__GIVEN TASK__: Please list, word for word, each line of the records below that contains the word "background".
#### DATA FOR THE TASK ####
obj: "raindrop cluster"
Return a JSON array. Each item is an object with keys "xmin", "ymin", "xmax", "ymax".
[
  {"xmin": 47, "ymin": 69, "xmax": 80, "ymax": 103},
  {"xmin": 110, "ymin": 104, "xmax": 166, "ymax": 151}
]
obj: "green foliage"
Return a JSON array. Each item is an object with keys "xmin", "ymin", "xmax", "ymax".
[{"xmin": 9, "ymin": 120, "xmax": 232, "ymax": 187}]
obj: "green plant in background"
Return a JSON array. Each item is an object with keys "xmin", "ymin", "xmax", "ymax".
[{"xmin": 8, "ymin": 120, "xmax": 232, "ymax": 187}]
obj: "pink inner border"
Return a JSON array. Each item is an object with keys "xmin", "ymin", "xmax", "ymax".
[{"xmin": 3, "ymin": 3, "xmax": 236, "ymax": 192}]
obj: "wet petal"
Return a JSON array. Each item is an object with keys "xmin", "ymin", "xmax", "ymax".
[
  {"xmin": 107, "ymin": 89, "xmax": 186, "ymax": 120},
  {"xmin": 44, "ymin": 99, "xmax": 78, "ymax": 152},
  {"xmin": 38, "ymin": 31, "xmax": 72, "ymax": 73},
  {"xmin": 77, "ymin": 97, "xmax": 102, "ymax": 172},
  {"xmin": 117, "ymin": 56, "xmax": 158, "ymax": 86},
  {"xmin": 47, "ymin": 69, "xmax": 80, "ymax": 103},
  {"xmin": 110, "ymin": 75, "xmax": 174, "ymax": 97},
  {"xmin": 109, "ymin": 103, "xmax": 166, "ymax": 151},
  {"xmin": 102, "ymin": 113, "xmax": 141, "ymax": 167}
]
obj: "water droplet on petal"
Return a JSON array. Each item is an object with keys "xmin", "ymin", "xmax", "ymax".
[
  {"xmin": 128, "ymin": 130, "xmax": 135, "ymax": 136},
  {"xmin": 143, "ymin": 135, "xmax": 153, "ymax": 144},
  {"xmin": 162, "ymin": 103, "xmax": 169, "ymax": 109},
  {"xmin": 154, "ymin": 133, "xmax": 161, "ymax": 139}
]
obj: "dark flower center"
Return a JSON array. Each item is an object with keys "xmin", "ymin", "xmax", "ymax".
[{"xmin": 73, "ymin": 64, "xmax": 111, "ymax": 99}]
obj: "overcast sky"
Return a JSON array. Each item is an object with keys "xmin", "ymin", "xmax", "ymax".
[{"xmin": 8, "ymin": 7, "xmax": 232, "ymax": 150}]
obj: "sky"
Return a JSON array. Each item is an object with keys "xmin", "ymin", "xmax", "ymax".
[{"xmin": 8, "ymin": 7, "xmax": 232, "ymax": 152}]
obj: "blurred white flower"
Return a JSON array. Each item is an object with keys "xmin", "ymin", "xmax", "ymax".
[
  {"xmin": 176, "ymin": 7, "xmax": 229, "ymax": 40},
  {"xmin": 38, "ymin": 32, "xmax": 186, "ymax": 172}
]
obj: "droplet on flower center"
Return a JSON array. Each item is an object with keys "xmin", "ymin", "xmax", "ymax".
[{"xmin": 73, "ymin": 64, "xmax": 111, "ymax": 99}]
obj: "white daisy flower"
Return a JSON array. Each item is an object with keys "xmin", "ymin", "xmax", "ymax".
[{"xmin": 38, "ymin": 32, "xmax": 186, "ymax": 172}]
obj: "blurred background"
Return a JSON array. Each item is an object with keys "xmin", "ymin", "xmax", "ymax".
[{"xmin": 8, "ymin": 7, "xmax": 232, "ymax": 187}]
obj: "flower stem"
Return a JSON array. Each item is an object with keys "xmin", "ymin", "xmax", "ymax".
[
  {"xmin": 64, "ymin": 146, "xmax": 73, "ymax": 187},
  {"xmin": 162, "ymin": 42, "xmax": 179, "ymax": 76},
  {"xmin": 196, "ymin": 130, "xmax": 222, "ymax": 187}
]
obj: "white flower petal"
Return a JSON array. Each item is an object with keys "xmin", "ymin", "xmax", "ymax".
####
__THE OUTPUT__:
obj: "green plant in background"
obj: "blurred background"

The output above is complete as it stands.